Arbeitsaufträge ▸
1. Wann traf die Blue Whale XXL laut dem Angelbericht im Hafen ein?
2. Führe den Angelbericht nach seinem letzten Satz weiter.

Textauszug ▸
# Wolfsbarschangeln de Luxe mit der Blue Whale XXL



## snofla (16. November 2008)

Am Freitag den 7 November sollte es so weit sein, morgens um halb 4 ging es mit 9 Personen Richtung Holland genauer gesagt nach Maasluis . Die Hinfahrt klappte bis auf nen Blitzer sehr gut so das wir um 5.45 Uhr am Hafen waren und das erste Frühstück zu uns nehmen konnten. Die Stella Bell lag im Hafen und wir haben unser ganzes Gerödel erstmal auf die Stella Bell gepackt um es nacher auf die Blue Whale umzupacken. Leon ein holländischer Angler von den eurovissers der mit uns fahren wollte sagte uns dann das die Blue Whale später kommen würde da sie noch eine Bootsbesatzung von nem Containerschiff holen musste.

Leon erzählte uns das es im Moment richtig gut auf  Zeebaars klappen sollte, alle waren heiß und hörten ihm gespannt zu wie es am besten klappt um diese Silberbarren zu verhaften, bei diesem ganzen Gerede fiel mir auf das die Puste die Fahnen im Hafen doch recht stramm stehen liess.

 Um 7 Uhr war Sie dann da ……..die Blue Whale XXL………3 Meter länger ………und 200 PS stärker was für ein Kahn einfach Wahnsinn das Boot, schnell alles aufgeladen und dann ab durch den Waterweg Richtung offene See.

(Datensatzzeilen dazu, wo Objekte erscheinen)

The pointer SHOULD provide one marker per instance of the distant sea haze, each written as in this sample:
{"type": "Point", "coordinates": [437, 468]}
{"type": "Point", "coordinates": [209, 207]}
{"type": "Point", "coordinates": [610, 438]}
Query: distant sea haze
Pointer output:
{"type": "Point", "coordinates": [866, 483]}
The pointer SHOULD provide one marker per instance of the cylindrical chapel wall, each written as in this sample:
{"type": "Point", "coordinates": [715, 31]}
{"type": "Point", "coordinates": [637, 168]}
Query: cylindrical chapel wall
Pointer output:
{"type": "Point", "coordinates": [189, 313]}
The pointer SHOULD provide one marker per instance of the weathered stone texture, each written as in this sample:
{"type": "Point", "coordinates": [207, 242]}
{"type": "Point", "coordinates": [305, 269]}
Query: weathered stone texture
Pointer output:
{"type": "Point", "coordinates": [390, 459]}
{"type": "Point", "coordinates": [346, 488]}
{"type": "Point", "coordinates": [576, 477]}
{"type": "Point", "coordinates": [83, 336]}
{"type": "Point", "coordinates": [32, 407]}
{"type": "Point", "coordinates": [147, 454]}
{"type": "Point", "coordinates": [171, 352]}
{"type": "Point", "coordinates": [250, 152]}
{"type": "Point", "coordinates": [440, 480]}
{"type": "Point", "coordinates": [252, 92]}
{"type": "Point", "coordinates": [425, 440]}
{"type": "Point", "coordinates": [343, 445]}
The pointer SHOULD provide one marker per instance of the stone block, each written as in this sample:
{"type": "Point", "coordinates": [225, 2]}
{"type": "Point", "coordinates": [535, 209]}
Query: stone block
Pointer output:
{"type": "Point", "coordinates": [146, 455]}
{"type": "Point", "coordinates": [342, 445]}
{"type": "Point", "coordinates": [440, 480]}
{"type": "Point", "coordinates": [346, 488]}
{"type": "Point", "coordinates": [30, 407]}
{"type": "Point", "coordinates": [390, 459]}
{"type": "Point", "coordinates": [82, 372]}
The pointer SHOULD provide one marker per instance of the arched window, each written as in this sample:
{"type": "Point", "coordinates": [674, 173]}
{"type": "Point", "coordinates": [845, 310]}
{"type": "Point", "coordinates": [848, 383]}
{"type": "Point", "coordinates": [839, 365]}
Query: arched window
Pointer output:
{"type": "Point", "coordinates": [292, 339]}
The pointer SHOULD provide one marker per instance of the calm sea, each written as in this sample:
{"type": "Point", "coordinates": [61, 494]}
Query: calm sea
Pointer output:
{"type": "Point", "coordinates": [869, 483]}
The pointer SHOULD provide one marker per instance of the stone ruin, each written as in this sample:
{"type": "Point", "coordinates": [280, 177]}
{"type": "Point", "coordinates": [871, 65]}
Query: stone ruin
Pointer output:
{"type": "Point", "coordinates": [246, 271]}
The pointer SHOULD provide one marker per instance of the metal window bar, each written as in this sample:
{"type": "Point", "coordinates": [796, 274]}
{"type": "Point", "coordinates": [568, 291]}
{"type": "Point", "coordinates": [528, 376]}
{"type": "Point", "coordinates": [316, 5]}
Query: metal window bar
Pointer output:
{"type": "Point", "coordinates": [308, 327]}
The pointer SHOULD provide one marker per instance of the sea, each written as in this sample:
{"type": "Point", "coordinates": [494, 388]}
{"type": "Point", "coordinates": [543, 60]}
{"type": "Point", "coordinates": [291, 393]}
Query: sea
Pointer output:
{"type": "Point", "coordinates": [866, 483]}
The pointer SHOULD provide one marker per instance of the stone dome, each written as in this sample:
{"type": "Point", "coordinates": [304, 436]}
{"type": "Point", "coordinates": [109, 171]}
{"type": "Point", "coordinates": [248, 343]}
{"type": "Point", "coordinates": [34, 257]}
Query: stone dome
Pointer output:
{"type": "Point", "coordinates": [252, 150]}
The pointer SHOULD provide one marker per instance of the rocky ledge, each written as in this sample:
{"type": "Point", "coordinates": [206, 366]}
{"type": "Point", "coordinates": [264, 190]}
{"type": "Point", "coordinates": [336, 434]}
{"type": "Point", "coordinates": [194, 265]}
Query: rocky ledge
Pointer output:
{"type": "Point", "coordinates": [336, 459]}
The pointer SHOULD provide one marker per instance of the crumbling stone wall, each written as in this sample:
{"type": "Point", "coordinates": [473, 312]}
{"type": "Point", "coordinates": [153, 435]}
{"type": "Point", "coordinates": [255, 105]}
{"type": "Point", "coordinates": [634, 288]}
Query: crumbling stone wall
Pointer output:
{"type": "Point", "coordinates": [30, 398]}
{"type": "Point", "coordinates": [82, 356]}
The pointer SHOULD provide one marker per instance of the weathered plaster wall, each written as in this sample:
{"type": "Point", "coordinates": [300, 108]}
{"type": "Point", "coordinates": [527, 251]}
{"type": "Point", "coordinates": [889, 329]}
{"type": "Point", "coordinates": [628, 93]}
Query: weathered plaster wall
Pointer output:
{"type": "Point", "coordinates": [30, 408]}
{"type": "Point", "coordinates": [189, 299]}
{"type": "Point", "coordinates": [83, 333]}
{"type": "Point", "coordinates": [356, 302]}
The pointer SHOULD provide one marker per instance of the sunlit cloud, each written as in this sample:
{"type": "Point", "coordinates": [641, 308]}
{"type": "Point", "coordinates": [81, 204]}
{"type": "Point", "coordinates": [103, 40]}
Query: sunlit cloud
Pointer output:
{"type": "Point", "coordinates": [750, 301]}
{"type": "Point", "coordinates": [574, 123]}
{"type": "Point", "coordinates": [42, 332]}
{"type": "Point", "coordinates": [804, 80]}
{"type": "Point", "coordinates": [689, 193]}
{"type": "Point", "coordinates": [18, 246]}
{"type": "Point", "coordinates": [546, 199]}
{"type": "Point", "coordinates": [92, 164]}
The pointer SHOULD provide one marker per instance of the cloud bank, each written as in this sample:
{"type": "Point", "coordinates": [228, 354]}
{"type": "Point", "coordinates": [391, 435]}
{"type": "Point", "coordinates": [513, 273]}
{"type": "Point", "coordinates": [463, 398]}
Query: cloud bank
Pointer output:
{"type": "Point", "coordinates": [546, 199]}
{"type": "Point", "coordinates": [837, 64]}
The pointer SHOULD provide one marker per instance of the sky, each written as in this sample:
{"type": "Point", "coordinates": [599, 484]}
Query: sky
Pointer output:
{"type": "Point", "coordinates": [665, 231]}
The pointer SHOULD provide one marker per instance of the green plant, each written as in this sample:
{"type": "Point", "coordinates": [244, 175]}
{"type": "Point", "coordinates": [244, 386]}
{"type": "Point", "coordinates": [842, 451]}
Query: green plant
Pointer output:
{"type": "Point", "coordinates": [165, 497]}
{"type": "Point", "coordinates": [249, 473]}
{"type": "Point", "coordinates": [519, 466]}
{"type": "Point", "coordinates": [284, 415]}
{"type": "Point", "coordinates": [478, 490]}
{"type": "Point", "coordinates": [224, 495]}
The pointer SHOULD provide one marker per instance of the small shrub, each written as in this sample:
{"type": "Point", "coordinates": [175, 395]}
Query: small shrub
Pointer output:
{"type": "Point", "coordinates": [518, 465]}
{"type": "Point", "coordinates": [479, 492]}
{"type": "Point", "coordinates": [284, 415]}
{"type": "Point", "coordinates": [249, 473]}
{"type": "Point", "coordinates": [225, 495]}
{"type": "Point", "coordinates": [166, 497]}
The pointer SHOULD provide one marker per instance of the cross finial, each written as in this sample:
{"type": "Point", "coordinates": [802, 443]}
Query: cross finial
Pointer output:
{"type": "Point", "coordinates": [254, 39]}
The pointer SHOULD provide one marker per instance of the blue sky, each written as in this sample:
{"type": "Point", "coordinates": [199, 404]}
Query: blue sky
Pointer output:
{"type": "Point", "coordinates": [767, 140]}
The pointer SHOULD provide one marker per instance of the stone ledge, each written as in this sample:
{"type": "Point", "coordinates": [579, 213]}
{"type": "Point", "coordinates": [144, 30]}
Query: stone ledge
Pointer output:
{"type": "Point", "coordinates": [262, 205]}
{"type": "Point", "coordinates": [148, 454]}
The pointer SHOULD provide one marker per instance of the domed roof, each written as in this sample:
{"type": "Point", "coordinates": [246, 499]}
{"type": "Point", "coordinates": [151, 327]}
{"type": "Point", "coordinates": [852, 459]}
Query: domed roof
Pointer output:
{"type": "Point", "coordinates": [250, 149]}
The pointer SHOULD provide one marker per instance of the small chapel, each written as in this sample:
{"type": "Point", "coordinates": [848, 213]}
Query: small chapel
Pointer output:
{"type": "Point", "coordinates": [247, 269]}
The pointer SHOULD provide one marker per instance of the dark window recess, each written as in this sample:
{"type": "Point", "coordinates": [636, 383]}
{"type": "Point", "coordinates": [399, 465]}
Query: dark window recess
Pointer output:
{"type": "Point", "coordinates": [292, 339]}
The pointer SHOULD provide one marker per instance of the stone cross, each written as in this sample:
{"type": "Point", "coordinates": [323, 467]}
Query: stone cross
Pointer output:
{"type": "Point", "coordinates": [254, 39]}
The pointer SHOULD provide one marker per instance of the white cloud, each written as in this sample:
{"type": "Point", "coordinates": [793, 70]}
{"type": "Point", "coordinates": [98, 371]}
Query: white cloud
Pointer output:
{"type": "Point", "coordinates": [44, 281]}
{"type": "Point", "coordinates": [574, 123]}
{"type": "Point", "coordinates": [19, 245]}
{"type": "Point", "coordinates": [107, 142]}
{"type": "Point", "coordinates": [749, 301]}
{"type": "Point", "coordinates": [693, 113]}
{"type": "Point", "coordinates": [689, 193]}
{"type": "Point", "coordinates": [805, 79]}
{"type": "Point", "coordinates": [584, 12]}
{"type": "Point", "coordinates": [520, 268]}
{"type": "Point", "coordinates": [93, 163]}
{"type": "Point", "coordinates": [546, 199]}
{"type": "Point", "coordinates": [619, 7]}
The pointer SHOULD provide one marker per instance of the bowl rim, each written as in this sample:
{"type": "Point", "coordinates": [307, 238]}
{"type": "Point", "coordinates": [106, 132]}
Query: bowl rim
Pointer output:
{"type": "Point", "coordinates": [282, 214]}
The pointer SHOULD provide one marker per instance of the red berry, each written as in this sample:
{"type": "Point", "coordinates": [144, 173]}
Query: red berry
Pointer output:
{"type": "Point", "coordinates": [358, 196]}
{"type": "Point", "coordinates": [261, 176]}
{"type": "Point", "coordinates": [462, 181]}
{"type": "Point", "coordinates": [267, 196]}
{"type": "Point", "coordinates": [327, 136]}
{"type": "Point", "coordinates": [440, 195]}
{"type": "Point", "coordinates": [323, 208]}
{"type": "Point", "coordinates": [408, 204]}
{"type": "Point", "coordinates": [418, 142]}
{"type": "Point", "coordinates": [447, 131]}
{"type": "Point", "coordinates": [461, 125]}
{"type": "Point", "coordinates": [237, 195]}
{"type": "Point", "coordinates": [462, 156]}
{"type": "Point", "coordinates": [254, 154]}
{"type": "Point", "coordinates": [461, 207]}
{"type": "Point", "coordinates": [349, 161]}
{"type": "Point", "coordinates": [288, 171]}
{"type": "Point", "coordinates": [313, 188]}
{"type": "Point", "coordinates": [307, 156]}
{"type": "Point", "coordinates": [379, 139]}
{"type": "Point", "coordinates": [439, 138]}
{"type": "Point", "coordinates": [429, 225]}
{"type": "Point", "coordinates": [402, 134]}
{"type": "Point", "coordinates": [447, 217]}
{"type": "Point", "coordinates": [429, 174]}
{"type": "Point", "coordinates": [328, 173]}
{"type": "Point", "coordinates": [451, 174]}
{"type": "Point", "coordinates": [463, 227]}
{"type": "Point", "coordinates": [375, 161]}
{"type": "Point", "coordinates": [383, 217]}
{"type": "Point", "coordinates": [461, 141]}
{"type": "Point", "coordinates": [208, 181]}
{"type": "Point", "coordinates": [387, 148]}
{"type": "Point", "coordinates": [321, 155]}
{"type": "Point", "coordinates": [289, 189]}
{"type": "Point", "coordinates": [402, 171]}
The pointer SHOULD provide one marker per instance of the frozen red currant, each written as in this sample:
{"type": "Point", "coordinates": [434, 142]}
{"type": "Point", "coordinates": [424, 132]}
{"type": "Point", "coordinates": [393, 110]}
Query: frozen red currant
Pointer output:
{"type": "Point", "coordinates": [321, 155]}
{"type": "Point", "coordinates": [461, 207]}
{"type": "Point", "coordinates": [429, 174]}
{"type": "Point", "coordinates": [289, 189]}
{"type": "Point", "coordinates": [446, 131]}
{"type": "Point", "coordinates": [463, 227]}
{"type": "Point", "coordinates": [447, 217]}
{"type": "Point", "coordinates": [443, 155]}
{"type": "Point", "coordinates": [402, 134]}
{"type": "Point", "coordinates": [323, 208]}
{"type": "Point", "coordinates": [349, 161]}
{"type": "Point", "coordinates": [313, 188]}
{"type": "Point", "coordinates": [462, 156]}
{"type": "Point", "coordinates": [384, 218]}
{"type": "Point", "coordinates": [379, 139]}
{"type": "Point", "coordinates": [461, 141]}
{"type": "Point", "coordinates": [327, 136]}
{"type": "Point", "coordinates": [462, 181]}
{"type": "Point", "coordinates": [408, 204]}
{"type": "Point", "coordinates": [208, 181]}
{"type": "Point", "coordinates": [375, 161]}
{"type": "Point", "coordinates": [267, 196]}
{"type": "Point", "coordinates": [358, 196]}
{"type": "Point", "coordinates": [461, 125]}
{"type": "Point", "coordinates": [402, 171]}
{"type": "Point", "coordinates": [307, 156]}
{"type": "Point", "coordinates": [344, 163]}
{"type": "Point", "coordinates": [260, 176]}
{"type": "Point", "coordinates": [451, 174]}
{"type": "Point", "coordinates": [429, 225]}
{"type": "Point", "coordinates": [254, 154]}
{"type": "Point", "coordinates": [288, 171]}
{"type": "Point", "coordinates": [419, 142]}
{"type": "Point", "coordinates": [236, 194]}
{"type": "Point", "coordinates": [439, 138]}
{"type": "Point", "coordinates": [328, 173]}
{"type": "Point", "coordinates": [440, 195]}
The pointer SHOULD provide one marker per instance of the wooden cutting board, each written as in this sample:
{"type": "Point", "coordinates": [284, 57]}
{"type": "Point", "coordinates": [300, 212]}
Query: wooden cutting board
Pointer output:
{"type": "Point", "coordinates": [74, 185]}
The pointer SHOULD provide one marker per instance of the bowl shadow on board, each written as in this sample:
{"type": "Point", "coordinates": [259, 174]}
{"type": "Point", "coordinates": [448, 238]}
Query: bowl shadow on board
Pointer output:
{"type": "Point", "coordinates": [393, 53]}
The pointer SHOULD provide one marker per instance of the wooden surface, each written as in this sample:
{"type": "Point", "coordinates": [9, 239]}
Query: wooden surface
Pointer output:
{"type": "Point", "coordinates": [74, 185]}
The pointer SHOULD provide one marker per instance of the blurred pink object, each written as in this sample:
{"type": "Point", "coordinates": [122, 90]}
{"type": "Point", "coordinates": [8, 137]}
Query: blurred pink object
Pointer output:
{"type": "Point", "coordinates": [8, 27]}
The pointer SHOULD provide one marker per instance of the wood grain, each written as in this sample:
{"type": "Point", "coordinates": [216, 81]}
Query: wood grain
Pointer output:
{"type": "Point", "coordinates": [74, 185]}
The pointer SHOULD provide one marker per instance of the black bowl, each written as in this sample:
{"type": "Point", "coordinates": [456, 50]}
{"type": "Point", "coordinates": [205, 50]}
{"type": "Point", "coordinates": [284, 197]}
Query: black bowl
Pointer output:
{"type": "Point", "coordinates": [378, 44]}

Die Antworten ▸
1. Um 7 Uhr.

2.
Auf der Fahrt Richtung See erzählte uns Kapitän Ruud Lievaart das wir ca. 3 Stunden fahren würden,es sollte Richtung England gehen.Ich habe mir insgeheim gedacht das es ein Witz sein sollte aber als Jens (Skipper der Stella Bell) das Ruder übernahm und Ruud sich in die Koje verkroch glaubte ich es ihm letztendlich doch. Wir fingen an unser Gerödel aufzubauen und machten es uns in der Kajütte bequem wo wir ne Tässchen Kaffee genossen, noch war alles ruhig und das Wasser war noch brav.

Als wir die Schifffahrtstraße passiert hatten schaltete Jens den Autopiloten ein und wir sabbelten uns den Mund fusselig, so langsam wurden auch die Wellen höher und höher da der Wind aus Süd kam und lang durch den Kanal drückte. Dann kam Ruud nach ca. 2,5Stunden wieder hoch und er sagte das es noch ne Stunde dauert bis wir da sind,obwohl es so hohe Wellen gab lag die Blue Whale perfekt kaum zu glauben so was.Ruud erzählte noch das wenn wir am Wrack sind wir es zuerst auf die Zeebaarse probieren werden da der Dorsch im Moment nicht so dolle beißen würde.

Dann endlich kam die Ansage wir sind in 5 Minuten da, alles fertig machen zum Angriff…… einige von uns haben scheinbar nicht richtig zugehört und versuchten es mit Gummifisch am 120gr Kopf, alle anderen fischten mit Pilkern von 100gr am Monovorfach.

Bei einer Wassertiefe von ca 30mtr gingen die Pilker abwärts und es war schlecht zu erkennen wann sie unten waren, Wellen und Strömung waren hier nicht gerade hilfreich aber dennoch kam ich einigermaßen klar……..Pilker war unten und jetzt voll Speed hoch damit und bams da hing er,als ich mich umdrehte sah ich das alle die mit Pilkern fischten was hatten und hoch kamen die ersten Wolfsbarsche.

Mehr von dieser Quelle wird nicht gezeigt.